#### [RECORDS FOR THIS EXERCISE]
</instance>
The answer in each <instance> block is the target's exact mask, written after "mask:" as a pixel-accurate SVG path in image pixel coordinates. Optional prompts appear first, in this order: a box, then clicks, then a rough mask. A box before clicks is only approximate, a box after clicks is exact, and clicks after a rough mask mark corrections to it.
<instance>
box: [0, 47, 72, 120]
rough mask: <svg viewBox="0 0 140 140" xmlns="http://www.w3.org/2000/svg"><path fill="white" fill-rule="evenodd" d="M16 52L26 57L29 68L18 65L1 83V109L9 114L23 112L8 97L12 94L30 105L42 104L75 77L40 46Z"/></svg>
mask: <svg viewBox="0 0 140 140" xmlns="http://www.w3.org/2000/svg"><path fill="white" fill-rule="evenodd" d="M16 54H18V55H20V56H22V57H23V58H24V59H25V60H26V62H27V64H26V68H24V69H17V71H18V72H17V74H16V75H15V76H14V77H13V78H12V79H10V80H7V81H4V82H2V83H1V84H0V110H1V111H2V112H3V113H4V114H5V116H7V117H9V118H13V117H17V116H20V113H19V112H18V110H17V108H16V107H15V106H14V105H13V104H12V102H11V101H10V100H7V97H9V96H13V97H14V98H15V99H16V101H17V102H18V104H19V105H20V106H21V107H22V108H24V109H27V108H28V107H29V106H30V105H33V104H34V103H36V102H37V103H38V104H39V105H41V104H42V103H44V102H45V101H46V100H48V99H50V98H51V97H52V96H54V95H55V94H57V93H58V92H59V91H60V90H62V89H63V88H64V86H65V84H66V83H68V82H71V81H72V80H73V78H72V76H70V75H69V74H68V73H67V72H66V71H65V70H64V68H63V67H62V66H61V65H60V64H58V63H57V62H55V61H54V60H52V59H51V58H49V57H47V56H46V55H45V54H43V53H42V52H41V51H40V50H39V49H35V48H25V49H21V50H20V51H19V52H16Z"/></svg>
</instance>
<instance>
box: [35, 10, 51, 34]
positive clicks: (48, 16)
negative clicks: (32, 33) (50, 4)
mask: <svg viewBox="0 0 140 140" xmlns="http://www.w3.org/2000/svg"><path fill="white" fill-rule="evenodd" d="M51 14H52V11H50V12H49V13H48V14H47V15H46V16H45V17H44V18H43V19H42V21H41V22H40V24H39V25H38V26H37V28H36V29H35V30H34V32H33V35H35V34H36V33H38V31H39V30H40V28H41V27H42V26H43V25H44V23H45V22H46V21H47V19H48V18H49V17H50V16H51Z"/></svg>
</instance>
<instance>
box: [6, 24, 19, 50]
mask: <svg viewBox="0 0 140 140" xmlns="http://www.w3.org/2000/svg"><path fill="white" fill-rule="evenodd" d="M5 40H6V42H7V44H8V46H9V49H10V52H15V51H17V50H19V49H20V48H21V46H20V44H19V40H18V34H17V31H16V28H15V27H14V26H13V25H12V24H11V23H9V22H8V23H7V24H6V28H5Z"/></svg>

#### [EXERCISE AIM]
All the entries above need to be reproduced exactly.

#### [PROBLEM SOLUTION]
</instance>
The answer in each <instance> block is the target's exact mask, written after "mask:" as a pixel-accurate SVG path in image pixel coordinates. Optional prompts appear first, in this order: a box, then clicks, then a rough mask. A box before clicks is only approximate, a box after clicks is exact, and clicks after a rough mask mark corrections to it.
<instance>
box: [0, 47, 72, 120]
rough mask: <svg viewBox="0 0 140 140" xmlns="http://www.w3.org/2000/svg"><path fill="white" fill-rule="evenodd" d="M16 52L26 57L29 68L18 65L1 83V109L9 114L23 112L8 97L12 94L30 105L42 104L75 77L40 46Z"/></svg>
mask: <svg viewBox="0 0 140 140" xmlns="http://www.w3.org/2000/svg"><path fill="white" fill-rule="evenodd" d="M16 54H18V55H20V56H22V57H23V58H24V59H25V60H26V62H27V64H26V68H24V69H17V71H18V72H17V74H16V75H15V76H14V77H13V78H12V79H10V80H7V81H4V82H2V83H1V84H0V110H1V111H2V112H3V113H4V114H5V116H7V117H9V118H13V117H17V116H20V113H19V112H18V110H17V108H16V107H15V106H14V105H13V104H12V102H11V101H10V100H7V97H9V96H13V97H14V98H15V99H16V101H17V102H18V104H19V105H20V106H21V107H22V108H24V109H27V108H28V107H29V106H30V105H33V104H34V103H36V102H37V103H38V104H39V105H41V104H42V103H44V102H45V101H46V100H48V99H50V98H51V97H52V96H54V95H55V94H57V93H58V92H59V91H60V90H62V89H63V88H64V86H65V84H66V83H68V82H71V81H72V80H73V78H72V76H70V75H69V74H68V73H67V72H66V71H65V70H64V68H63V67H62V66H61V65H60V64H58V63H57V62H55V61H54V60H52V59H51V58H49V57H47V56H46V55H45V54H43V53H42V52H41V51H40V50H39V49H35V48H25V49H21V50H20V51H19V52H16Z"/></svg>
</instance>
<instance>
box: [35, 10, 51, 34]
positive clicks: (48, 16)
negative clicks: (32, 33) (50, 4)
mask: <svg viewBox="0 0 140 140" xmlns="http://www.w3.org/2000/svg"><path fill="white" fill-rule="evenodd" d="M51 14H52V11H50V12H49V13H48V14H47V15H46V16H45V17H44V18H43V19H42V21H41V22H40V24H39V25H38V26H37V28H36V29H35V30H34V32H33V35H35V34H36V33H38V31H39V30H40V28H41V27H42V26H43V25H44V23H45V22H46V21H47V19H48V18H49V17H50V16H51Z"/></svg>
</instance>
<instance>
box: [6, 24, 19, 50]
mask: <svg viewBox="0 0 140 140" xmlns="http://www.w3.org/2000/svg"><path fill="white" fill-rule="evenodd" d="M5 40H6V42H7V44H8V46H9V49H10V52H15V51H17V50H19V49H20V48H21V46H20V44H19V40H18V34H17V31H16V28H15V27H14V26H13V25H12V24H11V23H9V22H8V23H7V24H6V28H5Z"/></svg>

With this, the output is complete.